*** Block opens ***
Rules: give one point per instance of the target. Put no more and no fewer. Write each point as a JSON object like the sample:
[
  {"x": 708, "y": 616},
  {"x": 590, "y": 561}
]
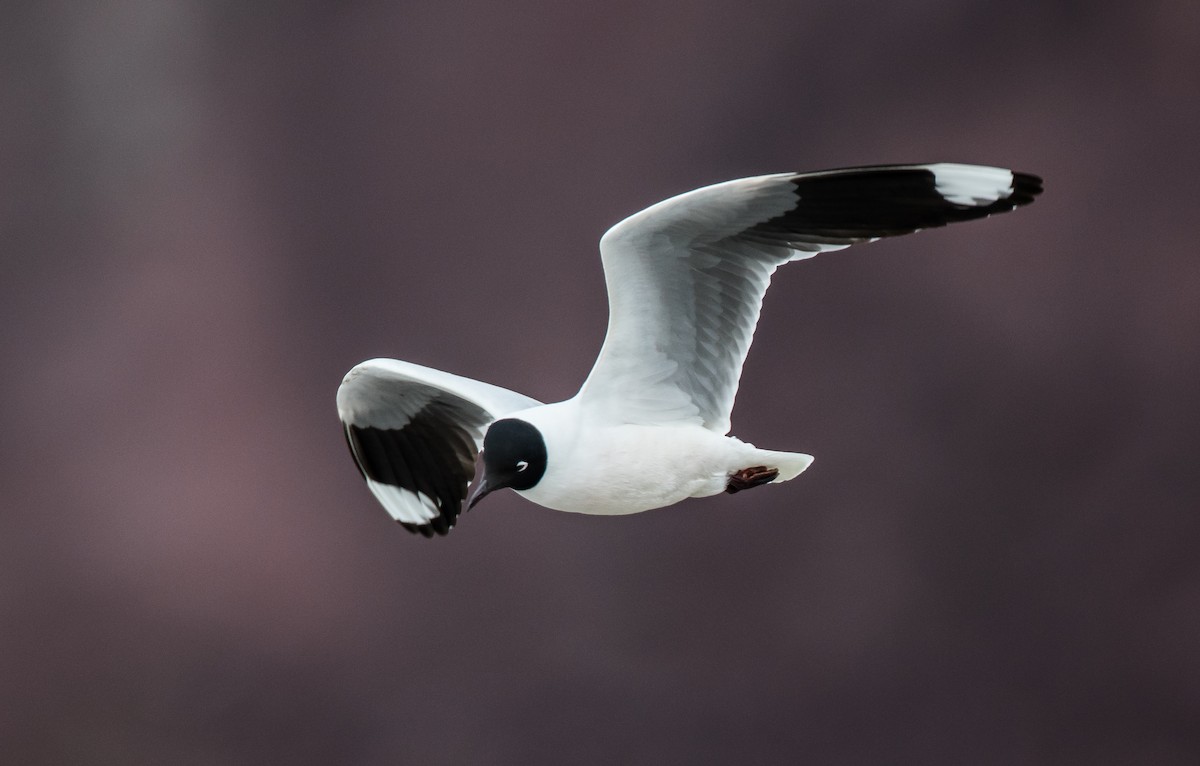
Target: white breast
[{"x": 610, "y": 470}]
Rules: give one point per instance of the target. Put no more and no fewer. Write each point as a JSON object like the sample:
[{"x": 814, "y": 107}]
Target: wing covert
[
  {"x": 687, "y": 276},
  {"x": 414, "y": 434}
]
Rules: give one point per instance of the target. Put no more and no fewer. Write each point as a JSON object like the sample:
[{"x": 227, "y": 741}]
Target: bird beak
[{"x": 479, "y": 492}]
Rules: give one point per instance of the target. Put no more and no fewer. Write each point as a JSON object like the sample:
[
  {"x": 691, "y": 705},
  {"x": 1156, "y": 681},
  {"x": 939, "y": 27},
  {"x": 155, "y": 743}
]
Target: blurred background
[{"x": 211, "y": 210}]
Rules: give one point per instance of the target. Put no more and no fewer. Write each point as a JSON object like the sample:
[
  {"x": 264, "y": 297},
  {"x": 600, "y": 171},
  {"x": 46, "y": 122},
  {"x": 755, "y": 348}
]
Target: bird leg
[{"x": 750, "y": 477}]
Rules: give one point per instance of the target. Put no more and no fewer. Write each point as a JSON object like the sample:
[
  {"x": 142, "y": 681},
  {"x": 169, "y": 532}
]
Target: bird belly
[{"x": 630, "y": 468}]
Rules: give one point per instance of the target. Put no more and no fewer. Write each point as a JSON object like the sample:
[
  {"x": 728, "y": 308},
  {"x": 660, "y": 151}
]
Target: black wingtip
[{"x": 1026, "y": 187}]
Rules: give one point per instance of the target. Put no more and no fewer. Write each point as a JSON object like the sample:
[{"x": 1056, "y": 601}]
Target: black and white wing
[
  {"x": 687, "y": 276},
  {"x": 414, "y": 434}
]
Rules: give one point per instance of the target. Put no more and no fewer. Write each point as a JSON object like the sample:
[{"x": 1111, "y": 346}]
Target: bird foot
[{"x": 750, "y": 477}]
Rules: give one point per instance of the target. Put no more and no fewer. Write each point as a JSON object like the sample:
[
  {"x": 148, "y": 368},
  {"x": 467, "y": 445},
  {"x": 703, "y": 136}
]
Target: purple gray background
[{"x": 211, "y": 210}]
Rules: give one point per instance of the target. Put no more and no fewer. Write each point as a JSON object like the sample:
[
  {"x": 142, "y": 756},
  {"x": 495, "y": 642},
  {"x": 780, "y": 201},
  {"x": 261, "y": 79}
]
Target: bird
[{"x": 651, "y": 424}]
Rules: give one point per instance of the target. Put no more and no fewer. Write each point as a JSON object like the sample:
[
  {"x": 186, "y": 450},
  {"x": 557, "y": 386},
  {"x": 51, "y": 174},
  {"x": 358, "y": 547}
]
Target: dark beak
[{"x": 479, "y": 492}]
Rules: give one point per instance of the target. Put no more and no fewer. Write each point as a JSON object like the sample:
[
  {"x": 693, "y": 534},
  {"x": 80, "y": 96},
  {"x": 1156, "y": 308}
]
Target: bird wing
[
  {"x": 414, "y": 434},
  {"x": 687, "y": 276}
]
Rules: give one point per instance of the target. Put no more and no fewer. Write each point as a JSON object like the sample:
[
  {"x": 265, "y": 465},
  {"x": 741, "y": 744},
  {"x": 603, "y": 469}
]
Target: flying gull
[{"x": 649, "y": 425}]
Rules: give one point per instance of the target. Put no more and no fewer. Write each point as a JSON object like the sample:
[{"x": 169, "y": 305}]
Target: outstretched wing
[
  {"x": 687, "y": 276},
  {"x": 414, "y": 434}
]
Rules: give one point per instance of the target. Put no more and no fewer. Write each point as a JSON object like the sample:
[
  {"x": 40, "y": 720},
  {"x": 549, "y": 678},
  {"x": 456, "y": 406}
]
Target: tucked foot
[{"x": 750, "y": 477}]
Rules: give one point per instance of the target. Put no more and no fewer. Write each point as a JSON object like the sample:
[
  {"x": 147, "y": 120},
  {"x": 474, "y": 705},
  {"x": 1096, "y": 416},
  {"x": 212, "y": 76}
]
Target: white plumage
[{"x": 648, "y": 428}]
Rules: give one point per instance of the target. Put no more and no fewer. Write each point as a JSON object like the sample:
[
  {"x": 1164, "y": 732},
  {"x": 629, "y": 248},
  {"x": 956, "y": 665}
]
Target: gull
[{"x": 649, "y": 426}]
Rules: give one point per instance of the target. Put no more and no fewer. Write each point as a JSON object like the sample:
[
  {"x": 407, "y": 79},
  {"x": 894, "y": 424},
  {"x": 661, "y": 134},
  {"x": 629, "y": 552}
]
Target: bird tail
[{"x": 790, "y": 465}]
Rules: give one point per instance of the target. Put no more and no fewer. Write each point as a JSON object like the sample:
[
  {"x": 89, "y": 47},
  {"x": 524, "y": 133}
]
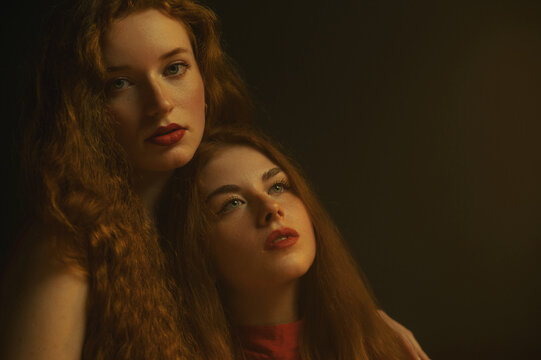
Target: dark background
[{"x": 418, "y": 123}]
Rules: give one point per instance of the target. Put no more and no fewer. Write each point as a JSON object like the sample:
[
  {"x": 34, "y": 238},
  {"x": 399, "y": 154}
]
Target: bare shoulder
[{"x": 45, "y": 305}]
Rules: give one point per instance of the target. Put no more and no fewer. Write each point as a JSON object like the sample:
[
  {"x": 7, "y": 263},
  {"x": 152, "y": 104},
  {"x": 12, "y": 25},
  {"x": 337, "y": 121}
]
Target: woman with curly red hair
[
  {"x": 123, "y": 92},
  {"x": 263, "y": 261}
]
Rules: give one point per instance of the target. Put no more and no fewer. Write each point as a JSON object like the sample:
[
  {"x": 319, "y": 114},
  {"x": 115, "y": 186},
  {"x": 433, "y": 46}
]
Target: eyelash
[
  {"x": 182, "y": 68},
  {"x": 283, "y": 183},
  {"x": 225, "y": 209},
  {"x": 284, "y": 187}
]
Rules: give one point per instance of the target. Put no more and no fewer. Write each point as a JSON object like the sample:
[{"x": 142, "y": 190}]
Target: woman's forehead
[{"x": 233, "y": 165}]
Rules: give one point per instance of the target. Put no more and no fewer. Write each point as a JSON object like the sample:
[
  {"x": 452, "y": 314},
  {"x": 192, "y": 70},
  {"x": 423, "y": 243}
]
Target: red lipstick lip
[
  {"x": 272, "y": 242},
  {"x": 167, "y": 135}
]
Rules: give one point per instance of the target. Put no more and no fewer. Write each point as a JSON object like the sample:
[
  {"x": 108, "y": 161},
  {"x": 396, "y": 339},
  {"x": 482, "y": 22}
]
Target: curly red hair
[
  {"x": 340, "y": 315},
  {"x": 78, "y": 181}
]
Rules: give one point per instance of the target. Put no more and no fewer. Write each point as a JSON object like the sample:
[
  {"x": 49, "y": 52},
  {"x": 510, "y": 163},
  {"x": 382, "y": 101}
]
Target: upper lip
[
  {"x": 165, "y": 129},
  {"x": 274, "y": 235}
]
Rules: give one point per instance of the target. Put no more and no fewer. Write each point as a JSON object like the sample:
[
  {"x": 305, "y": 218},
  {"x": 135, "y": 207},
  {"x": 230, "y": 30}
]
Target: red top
[{"x": 274, "y": 342}]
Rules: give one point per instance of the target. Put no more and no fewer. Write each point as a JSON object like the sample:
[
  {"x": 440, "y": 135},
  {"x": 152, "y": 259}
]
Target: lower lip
*** Block closes ***
[Work instruction] Write out the records above exactly as they stand, leaving out every picture.

[Finished task]
Rules: give one point per instance of the target. Put no more and no fewer. Write each point as a JSON object like the sample:
[
  {"x": 708, "y": 616},
  {"x": 590, "y": 561}
]
Target: white breast
[{"x": 610, "y": 470}]
Rules: give one point per instance of the target. Put no more and no fewer. Write each point as a JSON object like the sample:
[{"x": 814, "y": 107}]
Target: wing covert
[
  {"x": 687, "y": 276},
  {"x": 414, "y": 434}
]
Rules: give one point per instance of the target. Put no more and no fewer. Write each point as a JSON object like the sample:
[{"x": 227, "y": 741}]
Target: bird beak
[{"x": 479, "y": 492}]
Rules: give one point per instance of the target. Put no more and no fewer. Write each point as a JSON object like the sample:
[
  {"x": 691, "y": 705},
  {"x": 1156, "y": 681},
  {"x": 939, "y": 27},
  {"x": 155, "y": 743}
]
Target: blurred background
[{"x": 211, "y": 210}]
Rules: give one point per instance of the target. Put no more and no fewer. Write each point as a JSON object like the sample:
[
  {"x": 264, "y": 297},
  {"x": 600, "y": 171},
  {"x": 46, "y": 122},
  {"x": 755, "y": 348}
]
Target: bird leg
[{"x": 750, "y": 477}]
Rules: give one point per instance of the target. Put no more and no fewer. Write each point as a JSON object like the sample:
[
  {"x": 142, "y": 681},
  {"x": 169, "y": 532}
]
Target: bird belly
[{"x": 630, "y": 468}]
Rules: give one point per instance of the target. Put no more and no fewer. Write each point as a JSON object like the sample:
[
  {"x": 728, "y": 308},
  {"x": 660, "y": 151}
]
Target: black wingtip
[{"x": 1026, "y": 187}]
Rules: give one point per instance of the target. Put no more and no fewer. Write each point as a JSON object like the sample:
[{"x": 1056, "y": 601}]
Target: black and white wing
[
  {"x": 687, "y": 276},
  {"x": 414, "y": 434}
]
Rules: give one point per instance of the target. Put no more and no fewer. Write each point as a JSON object like the sample:
[{"x": 1111, "y": 346}]
Target: bird foot
[{"x": 750, "y": 477}]
Rules: give one point per instance of the target. Put no more and no fewer. Write each point as a JSON object like the sample:
[
  {"x": 148, "y": 368},
  {"x": 467, "y": 445},
  {"x": 703, "y": 136}
]
Target: purple gray background
[{"x": 211, "y": 210}]
Rules: give one point per instance of the target. Put no more and no fewer. Write each point as a JSON object like the sample:
[
  {"x": 142, "y": 756},
  {"x": 495, "y": 642},
  {"x": 780, "y": 201},
  {"x": 261, "y": 79}
]
Target: bird
[{"x": 651, "y": 424}]
Rules: give one point per instance of the target. Put no more and no fewer. Write each point as a JSON object like the sample:
[
  {"x": 186, "y": 450},
  {"x": 557, "y": 386},
  {"x": 51, "y": 174},
  {"x": 358, "y": 547}
]
Target: dark beak
[{"x": 479, "y": 492}]
Rules: give one point per instance of the target. Put no more and no fewer. Write each point as a JSON object like the sample:
[
  {"x": 693, "y": 534},
  {"x": 80, "y": 96},
  {"x": 1156, "y": 308}
]
Target: bird wing
[
  {"x": 414, "y": 434},
  {"x": 687, "y": 276}
]
Rules: give one point per instance of the target. Put no more and no fewer. Write each point as a JSON object like the sample:
[
  {"x": 265, "y": 465},
  {"x": 741, "y": 744},
  {"x": 603, "y": 469}
]
Target: flying gull
[{"x": 649, "y": 425}]
Rules: give one point per instance of the target. Put no more and no fewer. Write each point as a JSON object like the sample:
[{"x": 169, "y": 305}]
Target: outstretched wing
[
  {"x": 687, "y": 276},
  {"x": 414, "y": 434}
]
Rules: give one point per instance of the target. Put no more and no fewer. Write each point as a JSON object like the sample:
[
  {"x": 40, "y": 720},
  {"x": 549, "y": 678},
  {"x": 456, "y": 406}
]
Target: tucked foot
[{"x": 750, "y": 477}]
Rules: give one point per instance of the target. Put no more and no fewer. Write each point as a JSON object like the sample:
[
  {"x": 147, "y": 120},
  {"x": 474, "y": 705},
  {"x": 1096, "y": 416},
  {"x": 212, "y": 76}
]
Target: white plumage
[{"x": 648, "y": 428}]
Rules: give one point per instance of the target. Put no more and no fewer. Write each point as a JSON object like the sample:
[
  {"x": 1164, "y": 732},
  {"x": 629, "y": 248},
  {"x": 956, "y": 665}
]
Target: gull
[{"x": 649, "y": 426}]
Rules: give one point per instance of the target. Put no more and no fewer. Write each point as a JSON object like the sample:
[
  {"x": 407, "y": 79},
  {"x": 894, "y": 424},
  {"x": 661, "y": 134},
  {"x": 629, "y": 552}
]
Target: bird tail
[{"x": 790, "y": 465}]
Rules: give one point per instance of the target. Put no more and no fewer. Write each point as a JSON object like the sample:
[
  {"x": 89, "y": 47},
  {"x": 524, "y": 133}
]
Target: dark background
[{"x": 418, "y": 123}]
Rules: give one point per instance of the target. Put no more and no fewer. Write each point as a JSON object like the sample:
[
  {"x": 34, "y": 238},
  {"x": 399, "y": 154}
]
Target: bare shoulder
[{"x": 45, "y": 305}]
Rules: give one point per instance of the target. Put no more and no fewer. Write each point as a JSON object like the sample:
[
  {"x": 7, "y": 263},
  {"x": 152, "y": 104},
  {"x": 12, "y": 25},
  {"x": 337, "y": 121}
]
Target: woman with curly red hair
[
  {"x": 123, "y": 92},
  {"x": 263, "y": 261}
]
Rules: give one point per instance of the target. Put no more and no fewer. Write each point as a JSON object like the sample:
[
  {"x": 319, "y": 114},
  {"x": 115, "y": 186},
  {"x": 433, "y": 46}
]
Target: eyelash
[
  {"x": 182, "y": 68},
  {"x": 283, "y": 183},
  {"x": 225, "y": 209},
  {"x": 284, "y": 187}
]
Rules: give one point per instance of the target. Put no more and no fewer. Write each point as a JSON object like the sample:
[{"x": 142, "y": 190}]
Target: woman's forehead
[{"x": 233, "y": 165}]
Rules: give one point per instance of the target. Put no more and no fewer. Write each point as a JSON object like the sample:
[
  {"x": 452, "y": 314},
  {"x": 192, "y": 70},
  {"x": 423, "y": 243}
]
Target: red lipstick lip
[
  {"x": 272, "y": 242},
  {"x": 167, "y": 135}
]
Rules: give one point per instance of the target. Put no more and no fewer. Write each point as a JSON object like the sample:
[
  {"x": 108, "y": 161},
  {"x": 396, "y": 339},
  {"x": 482, "y": 22}
]
Target: curly red hair
[
  {"x": 340, "y": 315},
  {"x": 78, "y": 181}
]
Rules: give one point per instance of the target. Put no more and no fewer. Write each point as a JSON object like the sample:
[
  {"x": 49, "y": 52},
  {"x": 510, "y": 163},
  {"x": 382, "y": 101}
]
Target: upper lip
[
  {"x": 165, "y": 129},
  {"x": 274, "y": 235}
]
Rules: give one point per instance of the target. Put no more and no fewer. Write each point as a JSON object like the sample:
[
  {"x": 305, "y": 218},
  {"x": 135, "y": 207},
  {"x": 230, "y": 30}
]
Target: red top
[{"x": 274, "y": 342}]
Rules: give one point per instance of the target. Put no more and no fewer. Write each point as a JSON object like the sample:
[
  {"x": 440, "y": 135},
  {"x": 152, "y": 259}
]
Target: lower lip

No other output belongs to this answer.